### Exercise
Show each line below that contains the word "foot". Case counts.

### Data extract
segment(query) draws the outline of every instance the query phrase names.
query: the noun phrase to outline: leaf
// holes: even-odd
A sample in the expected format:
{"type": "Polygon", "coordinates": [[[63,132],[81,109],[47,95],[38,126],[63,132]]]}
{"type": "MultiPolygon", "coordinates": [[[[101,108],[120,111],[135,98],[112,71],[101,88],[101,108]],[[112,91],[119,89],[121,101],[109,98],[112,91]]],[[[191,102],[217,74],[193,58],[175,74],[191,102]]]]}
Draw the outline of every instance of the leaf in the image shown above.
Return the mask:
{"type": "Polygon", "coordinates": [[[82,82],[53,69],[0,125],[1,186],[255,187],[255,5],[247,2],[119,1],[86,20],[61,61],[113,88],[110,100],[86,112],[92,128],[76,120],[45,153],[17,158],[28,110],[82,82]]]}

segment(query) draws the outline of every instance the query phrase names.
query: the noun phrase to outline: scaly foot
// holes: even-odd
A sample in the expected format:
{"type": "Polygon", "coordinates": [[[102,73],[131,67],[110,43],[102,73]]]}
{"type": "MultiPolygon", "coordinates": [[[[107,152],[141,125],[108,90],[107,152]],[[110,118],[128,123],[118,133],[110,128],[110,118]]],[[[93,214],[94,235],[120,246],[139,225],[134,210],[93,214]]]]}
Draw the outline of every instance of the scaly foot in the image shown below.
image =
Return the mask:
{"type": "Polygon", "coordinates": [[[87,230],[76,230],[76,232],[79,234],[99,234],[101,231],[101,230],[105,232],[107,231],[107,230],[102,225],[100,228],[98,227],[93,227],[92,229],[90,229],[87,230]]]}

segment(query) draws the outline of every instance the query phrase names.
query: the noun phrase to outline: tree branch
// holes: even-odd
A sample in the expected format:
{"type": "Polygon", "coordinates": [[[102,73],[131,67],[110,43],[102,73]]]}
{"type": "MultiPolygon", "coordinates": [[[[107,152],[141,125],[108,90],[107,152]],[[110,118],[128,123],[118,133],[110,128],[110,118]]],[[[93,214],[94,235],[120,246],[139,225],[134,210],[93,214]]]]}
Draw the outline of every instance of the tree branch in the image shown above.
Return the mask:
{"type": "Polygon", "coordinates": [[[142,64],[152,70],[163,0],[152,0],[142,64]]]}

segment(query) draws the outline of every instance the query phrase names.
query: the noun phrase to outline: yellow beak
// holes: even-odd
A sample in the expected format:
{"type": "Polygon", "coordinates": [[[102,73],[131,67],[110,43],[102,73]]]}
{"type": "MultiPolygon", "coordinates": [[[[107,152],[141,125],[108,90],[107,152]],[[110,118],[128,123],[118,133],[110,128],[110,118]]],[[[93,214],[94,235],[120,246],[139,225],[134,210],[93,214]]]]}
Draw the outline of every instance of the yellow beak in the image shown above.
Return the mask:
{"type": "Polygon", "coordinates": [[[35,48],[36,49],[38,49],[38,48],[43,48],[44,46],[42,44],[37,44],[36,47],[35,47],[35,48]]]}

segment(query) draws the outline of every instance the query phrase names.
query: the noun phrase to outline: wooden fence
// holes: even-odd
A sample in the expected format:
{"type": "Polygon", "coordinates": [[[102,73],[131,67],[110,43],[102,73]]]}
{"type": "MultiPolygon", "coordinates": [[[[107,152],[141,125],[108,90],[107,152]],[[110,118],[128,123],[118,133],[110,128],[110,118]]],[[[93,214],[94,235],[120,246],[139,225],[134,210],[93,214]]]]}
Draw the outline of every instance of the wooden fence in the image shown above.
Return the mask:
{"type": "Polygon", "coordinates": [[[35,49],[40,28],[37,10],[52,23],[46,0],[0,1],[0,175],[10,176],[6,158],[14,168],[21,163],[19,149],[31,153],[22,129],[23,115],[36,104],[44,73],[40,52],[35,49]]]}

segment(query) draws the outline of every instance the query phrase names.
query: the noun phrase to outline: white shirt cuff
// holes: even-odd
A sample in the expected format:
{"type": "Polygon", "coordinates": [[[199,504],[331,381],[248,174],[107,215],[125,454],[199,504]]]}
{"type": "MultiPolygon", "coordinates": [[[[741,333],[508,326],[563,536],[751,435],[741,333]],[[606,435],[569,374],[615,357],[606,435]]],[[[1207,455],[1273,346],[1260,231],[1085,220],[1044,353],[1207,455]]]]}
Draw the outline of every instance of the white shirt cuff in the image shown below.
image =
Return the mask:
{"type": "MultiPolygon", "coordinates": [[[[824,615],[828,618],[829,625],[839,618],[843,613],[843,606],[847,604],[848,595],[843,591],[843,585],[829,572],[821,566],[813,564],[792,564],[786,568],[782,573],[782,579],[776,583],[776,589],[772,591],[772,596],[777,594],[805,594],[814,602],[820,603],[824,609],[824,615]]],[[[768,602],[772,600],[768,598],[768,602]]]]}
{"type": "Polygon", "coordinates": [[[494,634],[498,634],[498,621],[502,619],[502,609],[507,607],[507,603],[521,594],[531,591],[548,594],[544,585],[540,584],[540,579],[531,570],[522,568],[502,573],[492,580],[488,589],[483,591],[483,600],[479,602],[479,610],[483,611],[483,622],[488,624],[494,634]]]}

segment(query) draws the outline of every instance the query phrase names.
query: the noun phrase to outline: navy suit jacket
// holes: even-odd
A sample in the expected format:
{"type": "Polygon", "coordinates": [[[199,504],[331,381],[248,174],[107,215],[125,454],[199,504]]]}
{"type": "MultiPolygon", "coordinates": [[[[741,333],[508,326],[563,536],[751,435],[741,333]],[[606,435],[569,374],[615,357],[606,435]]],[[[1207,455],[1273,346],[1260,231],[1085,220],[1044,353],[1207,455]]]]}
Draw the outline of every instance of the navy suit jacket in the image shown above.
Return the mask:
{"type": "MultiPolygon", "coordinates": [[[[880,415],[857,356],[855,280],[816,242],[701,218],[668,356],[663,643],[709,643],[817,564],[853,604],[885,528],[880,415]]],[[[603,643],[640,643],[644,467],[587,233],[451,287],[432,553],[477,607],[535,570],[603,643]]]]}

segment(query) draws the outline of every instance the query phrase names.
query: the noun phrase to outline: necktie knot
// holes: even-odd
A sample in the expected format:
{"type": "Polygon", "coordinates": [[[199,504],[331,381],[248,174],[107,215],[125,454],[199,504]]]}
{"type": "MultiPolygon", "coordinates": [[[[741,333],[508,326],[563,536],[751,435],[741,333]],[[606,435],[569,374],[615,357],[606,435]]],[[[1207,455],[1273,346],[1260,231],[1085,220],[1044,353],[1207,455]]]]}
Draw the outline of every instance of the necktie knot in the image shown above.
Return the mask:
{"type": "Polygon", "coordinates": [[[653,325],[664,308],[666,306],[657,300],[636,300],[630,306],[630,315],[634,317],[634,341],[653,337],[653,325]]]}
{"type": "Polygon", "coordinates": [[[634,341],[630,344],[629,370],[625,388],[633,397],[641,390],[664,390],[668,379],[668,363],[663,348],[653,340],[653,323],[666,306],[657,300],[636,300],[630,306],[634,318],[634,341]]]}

### Task result
query: the noun phrase to outline: scaly foot
Draw the outline of every instance of the scaly foot in the image shown below.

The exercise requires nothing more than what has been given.